Directions for this task: In the records below, start at the line containing "distinct cloud with" and stop after the line containing "[0,0,400,100]". Put those lines into a Markdown table with the columns Row and Line, numbering each row and leaving out blank lines.

Material for the task:
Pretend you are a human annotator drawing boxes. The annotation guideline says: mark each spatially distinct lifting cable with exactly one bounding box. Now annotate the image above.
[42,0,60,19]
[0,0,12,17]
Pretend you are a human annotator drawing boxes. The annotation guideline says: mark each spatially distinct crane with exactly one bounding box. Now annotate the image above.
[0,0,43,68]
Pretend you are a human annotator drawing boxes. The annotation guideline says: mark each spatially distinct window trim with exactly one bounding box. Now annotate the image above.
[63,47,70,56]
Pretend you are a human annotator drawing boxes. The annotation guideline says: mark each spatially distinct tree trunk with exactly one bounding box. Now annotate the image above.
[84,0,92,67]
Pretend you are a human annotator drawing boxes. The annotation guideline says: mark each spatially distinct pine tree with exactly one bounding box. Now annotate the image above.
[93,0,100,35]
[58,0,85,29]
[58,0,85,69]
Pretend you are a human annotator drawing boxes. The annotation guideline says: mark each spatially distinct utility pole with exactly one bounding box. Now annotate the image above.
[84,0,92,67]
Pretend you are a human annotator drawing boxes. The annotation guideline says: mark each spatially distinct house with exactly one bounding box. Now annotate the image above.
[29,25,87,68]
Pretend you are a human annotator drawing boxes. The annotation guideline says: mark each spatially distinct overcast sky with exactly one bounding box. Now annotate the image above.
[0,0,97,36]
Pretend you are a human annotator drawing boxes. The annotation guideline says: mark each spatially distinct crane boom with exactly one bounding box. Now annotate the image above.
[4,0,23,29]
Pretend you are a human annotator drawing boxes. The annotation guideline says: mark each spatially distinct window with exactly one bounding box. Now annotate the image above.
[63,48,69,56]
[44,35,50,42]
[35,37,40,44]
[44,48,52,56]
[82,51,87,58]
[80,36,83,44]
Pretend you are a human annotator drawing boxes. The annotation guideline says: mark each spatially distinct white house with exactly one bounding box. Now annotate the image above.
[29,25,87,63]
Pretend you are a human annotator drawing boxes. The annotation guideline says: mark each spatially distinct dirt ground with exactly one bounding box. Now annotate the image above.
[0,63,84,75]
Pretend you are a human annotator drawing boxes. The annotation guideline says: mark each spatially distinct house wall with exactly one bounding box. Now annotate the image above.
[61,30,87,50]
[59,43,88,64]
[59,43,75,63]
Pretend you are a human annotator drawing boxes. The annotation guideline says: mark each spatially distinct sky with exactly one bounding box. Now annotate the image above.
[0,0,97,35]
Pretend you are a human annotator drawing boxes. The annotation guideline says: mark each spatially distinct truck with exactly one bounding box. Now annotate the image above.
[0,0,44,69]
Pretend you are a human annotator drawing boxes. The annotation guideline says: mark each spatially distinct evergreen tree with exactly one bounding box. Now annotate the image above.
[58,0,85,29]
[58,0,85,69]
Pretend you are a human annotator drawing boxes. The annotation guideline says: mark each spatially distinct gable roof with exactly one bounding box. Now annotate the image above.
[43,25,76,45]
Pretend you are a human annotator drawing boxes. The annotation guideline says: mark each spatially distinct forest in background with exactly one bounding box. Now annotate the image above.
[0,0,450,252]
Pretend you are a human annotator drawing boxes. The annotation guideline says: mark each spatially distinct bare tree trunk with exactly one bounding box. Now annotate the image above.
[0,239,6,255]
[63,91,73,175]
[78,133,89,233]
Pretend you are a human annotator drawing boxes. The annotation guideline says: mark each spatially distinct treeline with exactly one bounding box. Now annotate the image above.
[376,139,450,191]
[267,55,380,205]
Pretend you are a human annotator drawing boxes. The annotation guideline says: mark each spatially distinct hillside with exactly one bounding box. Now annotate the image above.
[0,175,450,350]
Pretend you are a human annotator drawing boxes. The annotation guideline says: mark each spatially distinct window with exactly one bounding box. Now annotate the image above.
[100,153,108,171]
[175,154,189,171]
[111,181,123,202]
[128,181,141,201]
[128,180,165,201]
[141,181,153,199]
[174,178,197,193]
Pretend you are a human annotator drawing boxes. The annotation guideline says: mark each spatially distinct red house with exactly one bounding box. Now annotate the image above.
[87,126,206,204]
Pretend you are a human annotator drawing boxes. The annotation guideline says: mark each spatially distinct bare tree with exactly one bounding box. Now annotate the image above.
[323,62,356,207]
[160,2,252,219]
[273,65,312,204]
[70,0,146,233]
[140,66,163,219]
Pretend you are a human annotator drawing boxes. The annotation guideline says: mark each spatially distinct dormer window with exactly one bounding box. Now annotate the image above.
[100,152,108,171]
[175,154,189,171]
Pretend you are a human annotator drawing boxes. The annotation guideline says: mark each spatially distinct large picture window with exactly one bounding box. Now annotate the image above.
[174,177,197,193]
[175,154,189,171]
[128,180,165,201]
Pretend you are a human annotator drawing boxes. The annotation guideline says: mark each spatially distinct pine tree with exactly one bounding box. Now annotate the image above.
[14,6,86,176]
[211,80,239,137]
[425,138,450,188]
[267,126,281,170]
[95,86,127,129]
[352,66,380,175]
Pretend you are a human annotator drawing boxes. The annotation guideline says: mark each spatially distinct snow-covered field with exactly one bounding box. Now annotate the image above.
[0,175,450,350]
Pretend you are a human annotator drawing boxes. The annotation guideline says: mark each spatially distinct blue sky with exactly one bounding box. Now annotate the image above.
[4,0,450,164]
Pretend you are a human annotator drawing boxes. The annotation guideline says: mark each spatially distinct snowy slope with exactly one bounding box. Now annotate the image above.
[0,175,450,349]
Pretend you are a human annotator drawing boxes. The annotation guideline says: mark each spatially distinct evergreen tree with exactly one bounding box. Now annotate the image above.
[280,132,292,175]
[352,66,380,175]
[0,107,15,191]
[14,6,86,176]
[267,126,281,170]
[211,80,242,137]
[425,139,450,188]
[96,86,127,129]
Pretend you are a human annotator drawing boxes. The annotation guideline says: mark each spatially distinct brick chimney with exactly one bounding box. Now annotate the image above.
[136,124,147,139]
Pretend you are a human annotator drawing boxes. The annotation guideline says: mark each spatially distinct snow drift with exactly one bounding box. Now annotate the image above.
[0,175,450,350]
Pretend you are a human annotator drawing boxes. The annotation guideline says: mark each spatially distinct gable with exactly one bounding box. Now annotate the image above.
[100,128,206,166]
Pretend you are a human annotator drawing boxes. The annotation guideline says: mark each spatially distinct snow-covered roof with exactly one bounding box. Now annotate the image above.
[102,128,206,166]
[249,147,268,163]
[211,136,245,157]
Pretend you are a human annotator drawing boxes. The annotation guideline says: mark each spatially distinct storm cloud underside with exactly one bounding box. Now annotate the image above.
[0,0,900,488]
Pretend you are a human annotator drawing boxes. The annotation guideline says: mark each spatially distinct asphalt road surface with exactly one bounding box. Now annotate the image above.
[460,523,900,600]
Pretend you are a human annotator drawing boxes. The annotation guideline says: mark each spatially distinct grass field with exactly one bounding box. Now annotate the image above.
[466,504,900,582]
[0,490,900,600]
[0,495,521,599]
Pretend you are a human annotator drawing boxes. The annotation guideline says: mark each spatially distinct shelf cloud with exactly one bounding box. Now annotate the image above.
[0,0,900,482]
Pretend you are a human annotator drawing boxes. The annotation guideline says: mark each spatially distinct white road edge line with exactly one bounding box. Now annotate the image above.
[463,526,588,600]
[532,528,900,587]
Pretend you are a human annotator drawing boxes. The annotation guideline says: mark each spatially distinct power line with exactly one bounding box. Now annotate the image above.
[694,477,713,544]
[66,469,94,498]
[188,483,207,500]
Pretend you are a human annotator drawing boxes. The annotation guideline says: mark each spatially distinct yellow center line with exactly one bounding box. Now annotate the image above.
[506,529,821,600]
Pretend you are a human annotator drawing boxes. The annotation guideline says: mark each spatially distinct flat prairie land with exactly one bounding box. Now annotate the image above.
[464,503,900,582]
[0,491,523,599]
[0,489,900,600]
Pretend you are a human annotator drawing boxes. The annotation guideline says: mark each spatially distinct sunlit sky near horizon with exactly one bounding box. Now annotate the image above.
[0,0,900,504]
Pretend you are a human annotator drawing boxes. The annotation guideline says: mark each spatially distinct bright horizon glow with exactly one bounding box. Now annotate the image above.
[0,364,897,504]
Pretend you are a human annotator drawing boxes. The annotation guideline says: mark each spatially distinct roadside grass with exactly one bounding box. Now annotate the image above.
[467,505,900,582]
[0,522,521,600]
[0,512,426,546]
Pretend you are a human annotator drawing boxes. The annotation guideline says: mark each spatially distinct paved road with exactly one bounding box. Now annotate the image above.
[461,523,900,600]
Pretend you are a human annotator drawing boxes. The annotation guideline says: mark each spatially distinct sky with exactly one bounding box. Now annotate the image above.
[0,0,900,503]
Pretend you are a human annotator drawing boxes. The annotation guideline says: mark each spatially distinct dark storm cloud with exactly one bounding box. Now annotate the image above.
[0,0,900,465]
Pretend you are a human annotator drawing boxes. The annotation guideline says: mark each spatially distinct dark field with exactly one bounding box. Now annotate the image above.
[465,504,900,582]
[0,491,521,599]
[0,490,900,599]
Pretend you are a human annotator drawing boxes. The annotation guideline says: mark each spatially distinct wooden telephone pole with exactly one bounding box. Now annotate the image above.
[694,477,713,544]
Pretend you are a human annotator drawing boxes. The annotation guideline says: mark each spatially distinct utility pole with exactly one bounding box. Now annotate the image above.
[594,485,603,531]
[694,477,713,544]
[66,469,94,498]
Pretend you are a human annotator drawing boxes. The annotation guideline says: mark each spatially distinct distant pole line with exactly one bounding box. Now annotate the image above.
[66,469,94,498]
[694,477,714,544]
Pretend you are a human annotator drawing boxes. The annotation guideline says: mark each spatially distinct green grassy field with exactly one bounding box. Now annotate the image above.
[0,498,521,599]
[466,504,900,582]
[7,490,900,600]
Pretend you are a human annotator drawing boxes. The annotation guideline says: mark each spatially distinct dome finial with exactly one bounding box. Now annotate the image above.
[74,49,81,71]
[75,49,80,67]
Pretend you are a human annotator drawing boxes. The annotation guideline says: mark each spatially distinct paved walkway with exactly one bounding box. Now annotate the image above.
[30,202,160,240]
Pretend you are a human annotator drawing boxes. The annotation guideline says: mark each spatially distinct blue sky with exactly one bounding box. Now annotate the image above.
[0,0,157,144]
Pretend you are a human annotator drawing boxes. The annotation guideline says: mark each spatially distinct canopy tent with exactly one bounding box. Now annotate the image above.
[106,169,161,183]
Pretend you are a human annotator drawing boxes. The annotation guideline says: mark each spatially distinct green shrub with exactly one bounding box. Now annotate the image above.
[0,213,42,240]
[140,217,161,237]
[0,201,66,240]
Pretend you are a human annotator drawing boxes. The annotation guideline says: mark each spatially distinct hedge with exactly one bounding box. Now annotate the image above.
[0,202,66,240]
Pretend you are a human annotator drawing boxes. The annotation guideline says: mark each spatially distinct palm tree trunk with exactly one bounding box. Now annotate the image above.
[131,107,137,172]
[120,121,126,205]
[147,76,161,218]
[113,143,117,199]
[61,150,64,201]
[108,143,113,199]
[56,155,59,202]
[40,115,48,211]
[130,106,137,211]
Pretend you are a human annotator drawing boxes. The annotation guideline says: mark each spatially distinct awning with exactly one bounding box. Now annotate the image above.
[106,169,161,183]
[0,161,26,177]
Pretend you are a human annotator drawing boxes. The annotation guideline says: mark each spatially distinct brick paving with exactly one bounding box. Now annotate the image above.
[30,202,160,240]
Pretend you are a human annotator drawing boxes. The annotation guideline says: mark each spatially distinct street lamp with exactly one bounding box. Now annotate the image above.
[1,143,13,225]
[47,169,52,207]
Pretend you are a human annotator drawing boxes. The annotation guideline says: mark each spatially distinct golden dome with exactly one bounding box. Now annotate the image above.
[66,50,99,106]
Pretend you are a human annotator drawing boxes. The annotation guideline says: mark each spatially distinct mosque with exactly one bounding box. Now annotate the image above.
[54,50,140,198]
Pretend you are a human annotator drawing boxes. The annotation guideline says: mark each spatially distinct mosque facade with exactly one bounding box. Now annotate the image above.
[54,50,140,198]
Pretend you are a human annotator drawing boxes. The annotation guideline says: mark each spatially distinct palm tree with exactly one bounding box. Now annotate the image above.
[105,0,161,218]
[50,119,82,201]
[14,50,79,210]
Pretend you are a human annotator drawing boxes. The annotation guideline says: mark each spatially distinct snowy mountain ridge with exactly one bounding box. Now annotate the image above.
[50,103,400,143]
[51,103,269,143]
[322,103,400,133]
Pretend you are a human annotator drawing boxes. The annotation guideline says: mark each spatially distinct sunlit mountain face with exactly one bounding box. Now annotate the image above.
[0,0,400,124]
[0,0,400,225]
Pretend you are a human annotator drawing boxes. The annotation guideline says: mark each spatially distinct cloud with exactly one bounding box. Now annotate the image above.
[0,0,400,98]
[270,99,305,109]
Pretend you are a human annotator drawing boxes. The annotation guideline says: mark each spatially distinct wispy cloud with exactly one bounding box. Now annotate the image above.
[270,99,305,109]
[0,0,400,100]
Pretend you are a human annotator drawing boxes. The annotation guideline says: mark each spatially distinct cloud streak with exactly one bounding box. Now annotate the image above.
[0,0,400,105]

Full answer:
| Row | Line |
|---|---|
| 1 | Pretend you are a human annotator drawing boxes. The annotation guideline says: mark each spatially distinct cloud with exactly one bounding box. Now annotate the image above. |
| 2 | [0,0,400,98] |
| 3 | [270,99,305,109] |
| 4 | Pretend you are a human annotator drawing boxes. The annotation guideline says: mark each spatially distinct wispy cloud with exactly one bounding box. Now annotate the image above. |
| 5 | [270,99,305,109] |
| 6 | [0,0,400,100] |